[SOURCE PASSAGE start]
13. day_of_week (type of text) is day from riders bike start of the trip

14. year (type of text) is number of year from riders bike start of the trip

15. number_day_of_week (type of integer) is number day of week from riders bike start of the trip like :

  • 01 = Monday
  • 02 = Tuesday
  • 03 = Wednesday
  • 04 = Thusday
  • 05 = Friday
  • 06 = Saturday
  • 07 = Sunday

16. ride_length (type of duration) is duration between start_at and ended_at in minute

Analysis

Statistical summary

Let’s look at a statistical summary. Please focus on looking at each column!

The number of trips by riders bike

From field member_casual , I to know how many number of trips from each other type of riders bike. In last 12 months (August 2022 — July 2023) I have finding that member riders bike contributing to 62.09% of all trips, so I want to increase this percentage after I know trend from the data.

The number of trips by riders bike and bike type

Electric_bike is the most popular bike type with the biggest percentage from members and casual riders bike. Let’s next focus on the field ride_length of each riders bike to see duration of the trips and then break down by field member_casual to compare casual and members riders bike.

Descriptive analysis on ride_length (in minutes)

In overall the average duration is close to 20 minutes and then if I breakdown per user type for looking at mean and median duration from casual and members riders bike.

Mean, median, mode ride length per member type

I can see that the average duration of casual riders bike is 30 minutes. It is longer than member riders bike is 12 minutes. The median is same happen but with gap not to far in 12 minutes and 8 minutes. And now let’s compare modus from day of week between members and casual riders bike.
[SOURCE PASSAGE end]
▶ [TASK DETAILS]: According to the bike trip analysis, why does the writer turn next to the ride_length field and split it by member_casual? Answer in one to three sentences.
[RAW DATA start]
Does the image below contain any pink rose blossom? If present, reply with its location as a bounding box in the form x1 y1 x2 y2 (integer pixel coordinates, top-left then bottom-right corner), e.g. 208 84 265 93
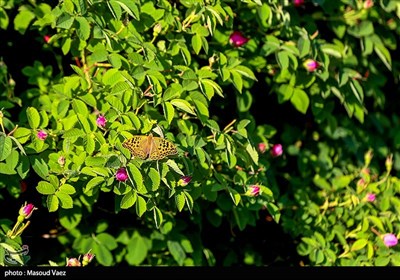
[RAW DATA end]
▶ [EXPECTED ANSWER]: The writer looks at ride_length to see how long the trips last. The writer then breaks it down by member_casual to compare casual riders with member riders.